> [STUDY MATERIAL]
#####

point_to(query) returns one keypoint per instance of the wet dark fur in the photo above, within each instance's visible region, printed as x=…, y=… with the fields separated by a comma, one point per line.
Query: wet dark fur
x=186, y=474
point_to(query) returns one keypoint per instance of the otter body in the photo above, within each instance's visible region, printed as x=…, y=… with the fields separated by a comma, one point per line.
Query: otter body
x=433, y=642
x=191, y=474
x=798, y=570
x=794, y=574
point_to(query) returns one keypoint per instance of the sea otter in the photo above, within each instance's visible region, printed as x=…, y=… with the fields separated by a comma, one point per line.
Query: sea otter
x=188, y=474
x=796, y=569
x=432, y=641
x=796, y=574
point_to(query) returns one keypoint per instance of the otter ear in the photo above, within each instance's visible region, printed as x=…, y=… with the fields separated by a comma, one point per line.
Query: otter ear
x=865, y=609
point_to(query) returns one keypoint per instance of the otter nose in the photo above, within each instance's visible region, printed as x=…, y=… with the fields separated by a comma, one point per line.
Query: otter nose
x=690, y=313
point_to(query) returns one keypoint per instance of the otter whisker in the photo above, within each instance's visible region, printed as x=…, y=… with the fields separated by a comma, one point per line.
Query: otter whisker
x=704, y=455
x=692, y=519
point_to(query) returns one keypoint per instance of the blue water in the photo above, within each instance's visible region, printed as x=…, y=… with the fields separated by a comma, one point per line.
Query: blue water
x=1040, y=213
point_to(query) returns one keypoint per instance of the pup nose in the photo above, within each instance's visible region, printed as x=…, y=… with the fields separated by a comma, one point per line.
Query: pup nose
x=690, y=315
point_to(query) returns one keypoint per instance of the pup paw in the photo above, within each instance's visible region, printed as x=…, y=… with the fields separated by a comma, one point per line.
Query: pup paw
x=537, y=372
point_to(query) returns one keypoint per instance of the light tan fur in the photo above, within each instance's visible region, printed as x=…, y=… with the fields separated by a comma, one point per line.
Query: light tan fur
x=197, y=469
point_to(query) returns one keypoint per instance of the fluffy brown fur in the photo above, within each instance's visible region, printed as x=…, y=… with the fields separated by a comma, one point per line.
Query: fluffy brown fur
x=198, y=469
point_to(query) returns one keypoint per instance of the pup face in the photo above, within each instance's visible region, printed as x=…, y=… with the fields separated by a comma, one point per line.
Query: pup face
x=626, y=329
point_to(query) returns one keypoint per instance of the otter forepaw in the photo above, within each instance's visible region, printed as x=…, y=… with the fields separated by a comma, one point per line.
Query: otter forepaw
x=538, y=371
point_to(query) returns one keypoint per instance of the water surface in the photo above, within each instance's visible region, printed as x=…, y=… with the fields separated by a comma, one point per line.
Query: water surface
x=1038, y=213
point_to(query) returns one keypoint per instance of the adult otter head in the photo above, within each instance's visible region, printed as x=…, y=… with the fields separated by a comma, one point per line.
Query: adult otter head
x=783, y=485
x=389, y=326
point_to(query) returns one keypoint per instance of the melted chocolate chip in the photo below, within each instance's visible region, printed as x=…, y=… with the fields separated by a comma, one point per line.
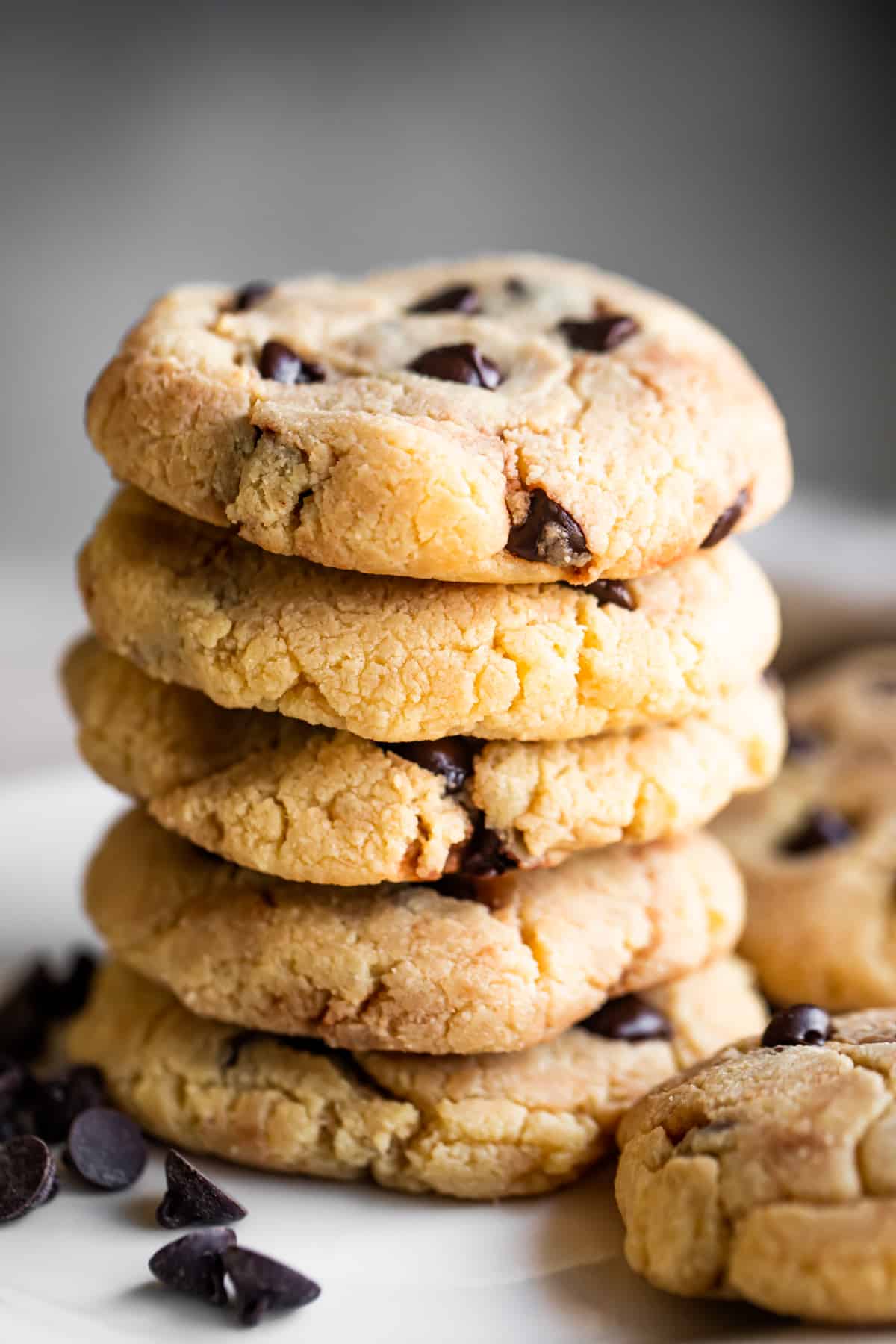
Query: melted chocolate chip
x=726, y=522
x=457, y=299
x=453, y=759
x=803, y=1024
x=193, y=1198
x=629, y=1018
x=548, y=534
x=107, y=1148
x=27, y=1176
x=458, y=364
x=252, y=295
x=193, y=1263
x=824, y=828
x=598, y=335
x=284, y=366
x=262, y=1284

#####

> [TASK]
Full transcription without images: please go through the records and repeat them exactly.

> [TASK SOLUTION]
point_to(query) returns one keypoint per instance of the wet dark fur in the photo above, within each instance's visible region, printed as x=…, y=… with the fields separated by a comma, one point per line.
Query: wet dark fur
x=186, y=474
point_to(query) returns one keypoint per instance of the otter body in the photo above, within each instance's visible region, printed as x=…, y=… with the fields separated by a comma, one point per line.
Query: otter body
x=433, y=642
x=191, y=474
x=798, y=570
x=794, y=574
point_to(query) returns one keypoint per instance of the sea otter in the photo above, within each instance's visible region, printed as x=…, y=… with the fields separated by a comma, one point per line.
Query: sea otter
x=188, y=474
x=796, y=569
x=432, y=641
x=796, y=574
point_to(query) returns one keypoint per instance of the otter ear in the photo above, within each instance's visible region, printed as x=…, y=… with the fields separated by a comma, one point per line.
Query: otter ear
x=865, y=609
point_to(query) returns one keypoint per instance of the otter nose in the photo above, within each instance's visible region, printed as x=…, y=… with the fields separated by a comma, one point per line.
Query: otter nose
x=690, y=313
point_to(query) returns one keypoint per instance of the otter whisker in the photo above, within each instance's visible region, printed as x=…, y=… with the fields separated by a comma, one point per line.
Query: otter whisker
x=704, y=455
x=692, y=519
point_to(query) returns one keypoint per instance of the blue water in the photo above, within each instance's visible region, printed as x=…, y=… with the fields separated by a comma, one point per line.
Query: blue water
x=1040, y=213
point_to(query) returns one keypoint per instance of the pup nose in the photo above, within each instance's visible region, printed as x=…, y=… with the fields separated by a comma, one point per line.
Query: pup nose
x=690, y=315
point_to(query) returns one keypoint per instance of the pup paw in the photo above, within each instance's visible region, printed as x=…, y=… with the fields separated by a comma, one point per line.
Query: pup paw
x=537, y=372
point_to(query) returns one keypoint per instance of the light tan fur in the photo above, within each instance's visible region, printed as x=…, y=… with the fields separated by a comma, one point per line.
Query: light tan fur
x=197, y=469
point_to(query) returns one keypoint per instance of the fluffy brown fur in the photo above, within each instance's visible region, printed as x=…, y=… with the fields separated by a comma, one point per line.
Query: fluffy brown fur
x=198, y=469
point_to(query) returns one keypoint per instance of the pup face in the photo above, within each instance's visible region, printed as x=…, y=… with the fields separated by a comma, one point per line.
Query: pup face
x=626, y=329
point_to(query) returns one keypoint per instance of the otter forepaw in the photo above, within each instance's visible region, printed as x=…, y=… with the fields separated by a comma, one point per line.
Query: otter forepaw
x=538, y=371
point_to(query) returns one keypoint per instance of the water surface in the photo above, within each instance's visible region, printed as x=…, y=… with the fields separated by a comma, one point per line.
Query: water surface
x=1038, y=213
point_to(query) returns one keypoint per instance of the adult otter head in the photo above, within each instance's visible region, printed as x=…, y=… with the fields separated by a comma, one point per line.
Query: adult otter head
x=783, y=485
x=389, y=326
point_to(query) returns one keypoint per instance of the melted chocolate chip in the photo below, within each instance's visible region, printed as x=…, y=… with the fields separated by a comma, one point per line.
Query: melted chocolate chip
x=726, y=522
x=457, y=299
x=453, y=759
x=803, y=1024
x=193, y=1198
x=629, y=1018
x=548, y=534
x=107, y=1148
x=27, y=1176
x=458, y=364
x=252, y=295
x=193, y=1263
x=824, y=828
x=598, y=335
x=284, y=366
x=262, y=1284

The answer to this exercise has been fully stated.